=== Provided text ===

General discussions of the systemic, societal and civilisational effects of depletion.

What does peak oil becoming mainstream LOOK like?

Unread postby mos6507 » Thu 17 Feb 2011, 12:29:08

I came across this news article today, in FastCompany of all places, and I'm thinking to myself, what will it really look like when peak oil the term is mainstream? How will we know when it's mainstream?

I've been seeing peak oil editorials in business-related rags for some time. It seems that the investment sector has bought onto it, although it seems oftentimes that the only reason they've bought onto it is the idea they can make a killing somewhere along the lines. So that whole conflict of interest issue has prevented me from seeing this development as being that significant.

But there is also the issue of tone. Despite a strong strain of industry pushback in the editoral pages of major business-related rags, global warming, by and large, is treated as a closed issue by the press.

The debate then shifts to what to do about it.

=== Entries provided ===

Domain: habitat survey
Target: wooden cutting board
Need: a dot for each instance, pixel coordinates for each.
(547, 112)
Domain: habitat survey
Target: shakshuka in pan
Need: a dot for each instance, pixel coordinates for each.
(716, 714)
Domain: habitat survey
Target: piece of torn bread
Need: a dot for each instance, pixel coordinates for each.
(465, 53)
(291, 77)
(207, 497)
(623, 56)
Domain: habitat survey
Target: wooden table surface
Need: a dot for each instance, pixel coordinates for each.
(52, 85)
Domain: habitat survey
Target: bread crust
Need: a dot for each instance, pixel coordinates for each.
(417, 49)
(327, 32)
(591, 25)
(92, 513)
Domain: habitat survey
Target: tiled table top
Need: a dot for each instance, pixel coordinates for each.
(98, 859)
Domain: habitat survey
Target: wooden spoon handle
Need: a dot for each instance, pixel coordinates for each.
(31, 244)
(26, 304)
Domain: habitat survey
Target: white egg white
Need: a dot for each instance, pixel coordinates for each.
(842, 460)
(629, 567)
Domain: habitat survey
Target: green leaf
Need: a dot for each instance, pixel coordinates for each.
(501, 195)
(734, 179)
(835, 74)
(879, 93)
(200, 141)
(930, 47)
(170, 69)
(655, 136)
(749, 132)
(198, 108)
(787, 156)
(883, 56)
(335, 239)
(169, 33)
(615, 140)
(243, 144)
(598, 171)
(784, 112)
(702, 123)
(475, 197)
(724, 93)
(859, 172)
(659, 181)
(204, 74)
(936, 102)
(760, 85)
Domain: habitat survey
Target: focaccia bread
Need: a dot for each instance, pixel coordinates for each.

===

Rewrite the passage of the peak oil post that opens with the words containing "General discussions of" and closes with "being that significant.", changing "investment sector" to "banking sector".

* [Expected output]:
General discussions of the systemic, societal and civilisational effects of depletion.

What does peak oil becoming mainstream LOOK like?

Unread postby mos6507 » Thu 17 Feb 2011, 12:29:08

I came across this news article today, in FastCompany of all places, and I'm thinking to myself, what will it really look like when peak oil the term is mainstream? How will we know when it's mainstream?

I've been seeing peak oil editorials in business-related rags for some time. It seems that the banking sector has bought onto it, although it seems oftentimes that the only reason they've bought onto it is the idea they can make a killing somewhere along the lines. So that whole conflict of interest issue has prevented me from seeing this development as being that significant.